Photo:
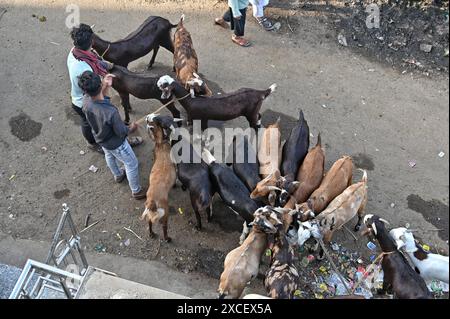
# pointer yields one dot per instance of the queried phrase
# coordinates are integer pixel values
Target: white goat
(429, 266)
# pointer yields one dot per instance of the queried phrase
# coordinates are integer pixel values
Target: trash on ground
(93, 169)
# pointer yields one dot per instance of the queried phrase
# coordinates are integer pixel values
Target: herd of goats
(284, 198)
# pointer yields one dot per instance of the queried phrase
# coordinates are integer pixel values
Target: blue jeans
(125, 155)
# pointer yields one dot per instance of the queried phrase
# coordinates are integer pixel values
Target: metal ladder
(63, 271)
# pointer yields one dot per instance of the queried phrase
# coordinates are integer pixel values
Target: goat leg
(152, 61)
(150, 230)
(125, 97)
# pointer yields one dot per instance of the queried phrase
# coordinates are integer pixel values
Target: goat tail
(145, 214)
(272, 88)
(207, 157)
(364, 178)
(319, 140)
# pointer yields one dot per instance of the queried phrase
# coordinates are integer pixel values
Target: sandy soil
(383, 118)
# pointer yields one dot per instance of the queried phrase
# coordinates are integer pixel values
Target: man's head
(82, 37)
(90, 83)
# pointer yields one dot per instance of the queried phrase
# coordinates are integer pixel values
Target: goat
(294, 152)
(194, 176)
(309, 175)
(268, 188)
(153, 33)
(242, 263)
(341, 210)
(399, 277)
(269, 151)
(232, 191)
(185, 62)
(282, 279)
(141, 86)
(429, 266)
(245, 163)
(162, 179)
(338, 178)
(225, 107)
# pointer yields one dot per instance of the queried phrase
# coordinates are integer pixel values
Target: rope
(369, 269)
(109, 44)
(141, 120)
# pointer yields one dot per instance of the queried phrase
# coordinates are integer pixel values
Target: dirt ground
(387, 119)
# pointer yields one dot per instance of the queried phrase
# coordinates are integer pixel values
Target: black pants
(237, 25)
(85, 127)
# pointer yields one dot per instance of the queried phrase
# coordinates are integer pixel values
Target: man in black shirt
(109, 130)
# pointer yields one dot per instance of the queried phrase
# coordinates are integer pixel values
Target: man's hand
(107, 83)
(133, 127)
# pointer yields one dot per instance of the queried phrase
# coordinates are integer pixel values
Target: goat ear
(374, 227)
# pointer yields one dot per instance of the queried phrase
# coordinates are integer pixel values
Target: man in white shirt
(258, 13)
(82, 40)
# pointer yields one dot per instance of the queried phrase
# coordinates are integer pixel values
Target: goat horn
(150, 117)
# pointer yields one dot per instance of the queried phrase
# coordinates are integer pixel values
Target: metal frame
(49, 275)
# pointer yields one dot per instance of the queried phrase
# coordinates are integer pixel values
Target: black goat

::::

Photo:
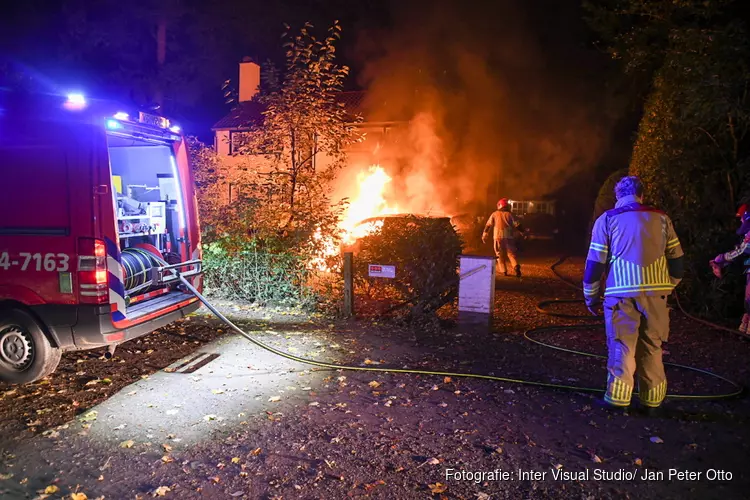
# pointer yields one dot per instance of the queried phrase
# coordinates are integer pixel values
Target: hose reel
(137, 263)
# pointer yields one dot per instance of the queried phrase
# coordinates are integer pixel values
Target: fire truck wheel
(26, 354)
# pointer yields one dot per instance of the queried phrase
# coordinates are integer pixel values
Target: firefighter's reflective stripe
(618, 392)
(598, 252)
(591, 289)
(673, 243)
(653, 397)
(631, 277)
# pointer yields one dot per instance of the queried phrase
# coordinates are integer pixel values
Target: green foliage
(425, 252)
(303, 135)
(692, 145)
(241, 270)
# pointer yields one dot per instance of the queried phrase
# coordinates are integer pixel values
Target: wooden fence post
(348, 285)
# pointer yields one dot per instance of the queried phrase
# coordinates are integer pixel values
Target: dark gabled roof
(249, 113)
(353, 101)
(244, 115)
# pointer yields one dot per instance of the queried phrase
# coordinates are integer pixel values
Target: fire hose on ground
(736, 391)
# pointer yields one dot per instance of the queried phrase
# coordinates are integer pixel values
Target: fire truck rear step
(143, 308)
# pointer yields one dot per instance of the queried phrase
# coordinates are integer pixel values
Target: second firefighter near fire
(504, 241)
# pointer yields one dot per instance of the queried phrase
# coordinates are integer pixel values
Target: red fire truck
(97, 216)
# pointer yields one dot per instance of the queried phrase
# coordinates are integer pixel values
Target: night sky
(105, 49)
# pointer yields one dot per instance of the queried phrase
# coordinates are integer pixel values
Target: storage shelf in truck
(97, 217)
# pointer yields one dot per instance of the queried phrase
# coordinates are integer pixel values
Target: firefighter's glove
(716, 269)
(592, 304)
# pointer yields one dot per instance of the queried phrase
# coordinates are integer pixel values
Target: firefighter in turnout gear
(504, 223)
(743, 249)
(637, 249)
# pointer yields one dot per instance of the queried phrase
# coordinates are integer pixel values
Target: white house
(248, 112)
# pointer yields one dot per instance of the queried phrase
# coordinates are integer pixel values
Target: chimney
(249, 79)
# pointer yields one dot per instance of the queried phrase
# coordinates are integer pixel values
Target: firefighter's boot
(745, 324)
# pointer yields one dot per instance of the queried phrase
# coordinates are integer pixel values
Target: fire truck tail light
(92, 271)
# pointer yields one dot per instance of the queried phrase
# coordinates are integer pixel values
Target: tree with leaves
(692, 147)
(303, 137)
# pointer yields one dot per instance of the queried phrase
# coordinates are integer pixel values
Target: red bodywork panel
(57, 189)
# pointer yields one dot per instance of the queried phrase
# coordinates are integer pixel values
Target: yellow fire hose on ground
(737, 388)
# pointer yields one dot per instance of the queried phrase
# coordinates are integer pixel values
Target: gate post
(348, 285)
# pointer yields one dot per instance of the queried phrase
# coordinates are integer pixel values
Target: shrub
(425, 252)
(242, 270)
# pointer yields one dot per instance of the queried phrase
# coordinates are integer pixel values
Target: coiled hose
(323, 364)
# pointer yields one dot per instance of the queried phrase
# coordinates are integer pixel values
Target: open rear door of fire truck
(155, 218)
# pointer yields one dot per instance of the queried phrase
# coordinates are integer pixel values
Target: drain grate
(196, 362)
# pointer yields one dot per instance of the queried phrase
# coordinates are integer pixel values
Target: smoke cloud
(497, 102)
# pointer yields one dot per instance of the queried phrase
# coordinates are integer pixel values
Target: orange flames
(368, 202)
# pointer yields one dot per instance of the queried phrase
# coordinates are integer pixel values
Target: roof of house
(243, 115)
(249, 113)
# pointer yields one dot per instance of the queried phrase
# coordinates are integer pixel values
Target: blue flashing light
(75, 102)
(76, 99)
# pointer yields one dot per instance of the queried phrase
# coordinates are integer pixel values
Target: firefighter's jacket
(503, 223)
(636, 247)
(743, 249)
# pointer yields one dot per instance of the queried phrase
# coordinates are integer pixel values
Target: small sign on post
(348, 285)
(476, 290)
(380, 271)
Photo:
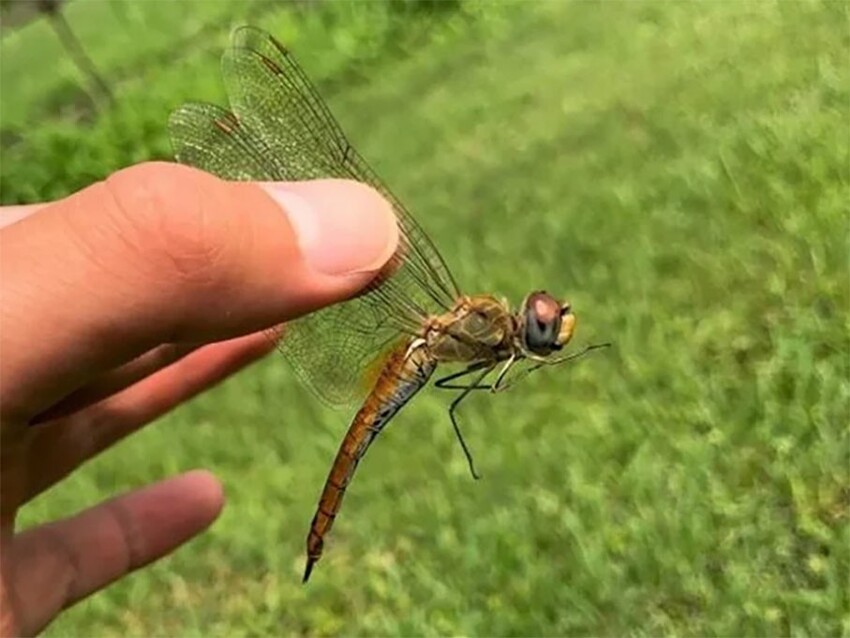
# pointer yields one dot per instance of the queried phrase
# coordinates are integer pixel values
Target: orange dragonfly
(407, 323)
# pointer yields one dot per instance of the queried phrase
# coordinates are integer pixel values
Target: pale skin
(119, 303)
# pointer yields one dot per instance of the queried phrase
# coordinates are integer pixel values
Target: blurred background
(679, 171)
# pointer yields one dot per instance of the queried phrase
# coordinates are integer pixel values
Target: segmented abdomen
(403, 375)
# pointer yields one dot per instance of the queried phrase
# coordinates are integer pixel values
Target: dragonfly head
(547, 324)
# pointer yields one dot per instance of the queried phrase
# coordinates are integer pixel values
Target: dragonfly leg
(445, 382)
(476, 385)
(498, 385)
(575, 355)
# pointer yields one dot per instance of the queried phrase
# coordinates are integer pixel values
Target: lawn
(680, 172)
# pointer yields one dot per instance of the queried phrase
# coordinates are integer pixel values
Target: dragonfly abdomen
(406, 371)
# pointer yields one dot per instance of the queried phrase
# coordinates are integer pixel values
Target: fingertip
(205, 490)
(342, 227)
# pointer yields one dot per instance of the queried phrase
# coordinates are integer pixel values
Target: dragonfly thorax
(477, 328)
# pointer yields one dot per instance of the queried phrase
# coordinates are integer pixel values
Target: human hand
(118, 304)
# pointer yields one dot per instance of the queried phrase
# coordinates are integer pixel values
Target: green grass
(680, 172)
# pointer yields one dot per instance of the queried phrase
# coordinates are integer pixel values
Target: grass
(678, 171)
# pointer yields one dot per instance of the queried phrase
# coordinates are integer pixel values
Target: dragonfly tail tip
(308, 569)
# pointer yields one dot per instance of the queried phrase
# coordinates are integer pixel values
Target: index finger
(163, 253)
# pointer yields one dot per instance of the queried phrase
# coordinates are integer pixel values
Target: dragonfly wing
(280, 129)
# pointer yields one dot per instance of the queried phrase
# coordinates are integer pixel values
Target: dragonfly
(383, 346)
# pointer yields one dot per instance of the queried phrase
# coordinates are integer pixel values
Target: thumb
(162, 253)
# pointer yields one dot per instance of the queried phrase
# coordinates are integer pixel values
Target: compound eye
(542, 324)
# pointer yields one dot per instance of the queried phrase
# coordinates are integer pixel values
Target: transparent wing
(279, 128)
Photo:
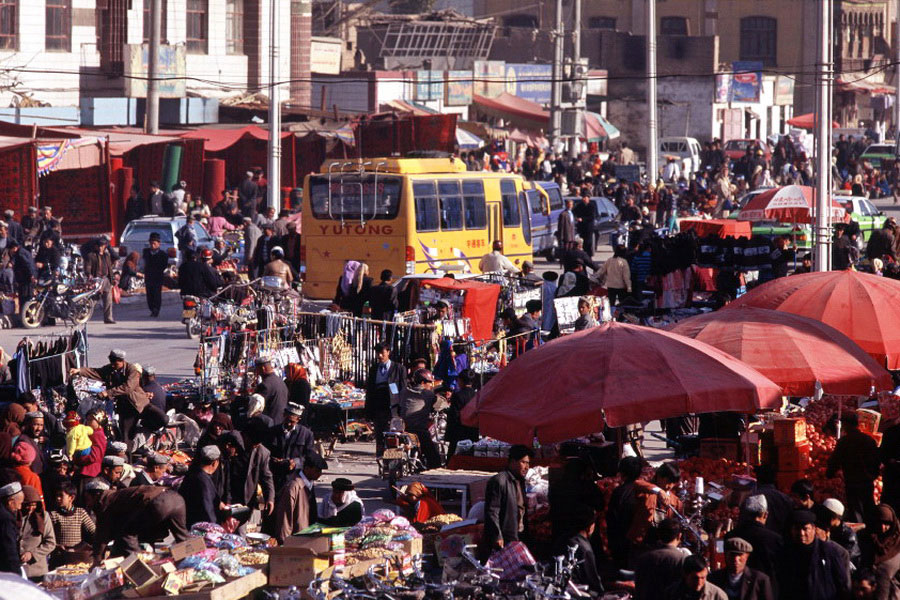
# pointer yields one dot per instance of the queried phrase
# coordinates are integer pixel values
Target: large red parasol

::::

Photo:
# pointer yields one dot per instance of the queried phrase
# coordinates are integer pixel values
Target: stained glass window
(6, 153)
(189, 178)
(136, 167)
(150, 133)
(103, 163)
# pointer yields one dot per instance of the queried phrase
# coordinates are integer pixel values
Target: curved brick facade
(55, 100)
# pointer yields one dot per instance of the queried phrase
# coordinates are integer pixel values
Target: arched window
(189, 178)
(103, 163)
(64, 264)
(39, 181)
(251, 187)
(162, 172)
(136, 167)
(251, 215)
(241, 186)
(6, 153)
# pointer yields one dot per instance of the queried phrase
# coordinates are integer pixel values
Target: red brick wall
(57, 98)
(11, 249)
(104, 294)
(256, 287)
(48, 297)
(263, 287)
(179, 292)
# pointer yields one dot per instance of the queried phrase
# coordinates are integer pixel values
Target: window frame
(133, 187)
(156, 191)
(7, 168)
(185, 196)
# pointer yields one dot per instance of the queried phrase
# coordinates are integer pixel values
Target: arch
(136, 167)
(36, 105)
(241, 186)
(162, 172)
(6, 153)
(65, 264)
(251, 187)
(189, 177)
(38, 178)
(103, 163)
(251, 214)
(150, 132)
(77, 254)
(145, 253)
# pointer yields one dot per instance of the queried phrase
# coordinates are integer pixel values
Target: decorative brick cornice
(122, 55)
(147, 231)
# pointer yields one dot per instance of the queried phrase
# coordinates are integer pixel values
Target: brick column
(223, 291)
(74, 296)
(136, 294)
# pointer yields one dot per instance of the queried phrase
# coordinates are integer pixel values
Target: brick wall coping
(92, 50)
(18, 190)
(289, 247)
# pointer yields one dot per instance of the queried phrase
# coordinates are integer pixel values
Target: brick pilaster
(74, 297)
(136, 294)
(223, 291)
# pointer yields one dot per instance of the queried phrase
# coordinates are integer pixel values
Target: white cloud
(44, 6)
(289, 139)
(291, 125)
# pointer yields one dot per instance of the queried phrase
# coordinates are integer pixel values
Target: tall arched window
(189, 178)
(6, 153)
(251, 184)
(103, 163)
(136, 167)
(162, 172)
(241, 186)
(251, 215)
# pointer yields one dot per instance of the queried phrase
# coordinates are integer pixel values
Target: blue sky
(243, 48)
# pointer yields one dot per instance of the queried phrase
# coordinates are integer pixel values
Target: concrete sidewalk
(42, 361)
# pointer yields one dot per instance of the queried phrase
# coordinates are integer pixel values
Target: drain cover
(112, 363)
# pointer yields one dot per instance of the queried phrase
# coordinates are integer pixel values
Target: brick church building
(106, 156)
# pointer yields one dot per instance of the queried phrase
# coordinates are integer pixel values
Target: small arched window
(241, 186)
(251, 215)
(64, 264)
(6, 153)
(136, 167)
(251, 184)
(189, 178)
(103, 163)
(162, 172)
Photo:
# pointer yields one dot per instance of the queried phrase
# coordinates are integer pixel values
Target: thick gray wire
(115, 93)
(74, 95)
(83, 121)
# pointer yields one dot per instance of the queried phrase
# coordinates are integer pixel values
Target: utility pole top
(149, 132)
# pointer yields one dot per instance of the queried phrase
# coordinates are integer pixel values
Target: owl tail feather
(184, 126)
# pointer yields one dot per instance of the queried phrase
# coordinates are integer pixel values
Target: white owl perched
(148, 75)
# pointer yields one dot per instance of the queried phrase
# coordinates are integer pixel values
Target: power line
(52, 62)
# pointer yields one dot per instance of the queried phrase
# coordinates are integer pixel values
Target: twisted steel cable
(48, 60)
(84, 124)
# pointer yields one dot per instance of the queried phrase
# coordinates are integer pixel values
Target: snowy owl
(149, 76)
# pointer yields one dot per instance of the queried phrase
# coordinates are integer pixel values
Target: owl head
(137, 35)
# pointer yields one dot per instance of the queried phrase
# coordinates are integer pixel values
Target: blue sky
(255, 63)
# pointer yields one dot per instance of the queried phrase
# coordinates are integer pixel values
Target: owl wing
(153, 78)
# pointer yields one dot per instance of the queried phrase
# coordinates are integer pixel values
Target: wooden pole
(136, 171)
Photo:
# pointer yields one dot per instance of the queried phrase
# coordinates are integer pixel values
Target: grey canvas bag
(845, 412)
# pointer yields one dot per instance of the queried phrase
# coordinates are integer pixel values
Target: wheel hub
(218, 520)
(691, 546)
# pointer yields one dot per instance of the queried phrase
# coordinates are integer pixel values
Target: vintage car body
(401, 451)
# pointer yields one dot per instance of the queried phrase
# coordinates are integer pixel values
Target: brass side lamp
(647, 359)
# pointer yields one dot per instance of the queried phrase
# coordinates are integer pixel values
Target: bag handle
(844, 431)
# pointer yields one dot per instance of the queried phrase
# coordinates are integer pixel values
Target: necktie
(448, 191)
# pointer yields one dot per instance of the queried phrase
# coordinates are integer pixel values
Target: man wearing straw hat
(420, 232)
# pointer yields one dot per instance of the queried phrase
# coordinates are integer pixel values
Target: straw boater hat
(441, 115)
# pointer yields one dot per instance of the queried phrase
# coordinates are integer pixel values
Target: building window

::::

§ **YOUR GOAL**:
Report each line of the data above that contains the string "metal", copying every such line in full. Treat uppercase and lowercase letters as different.

§ **FINAL ANSWER**:
Target: metal ladder
Target: metal frame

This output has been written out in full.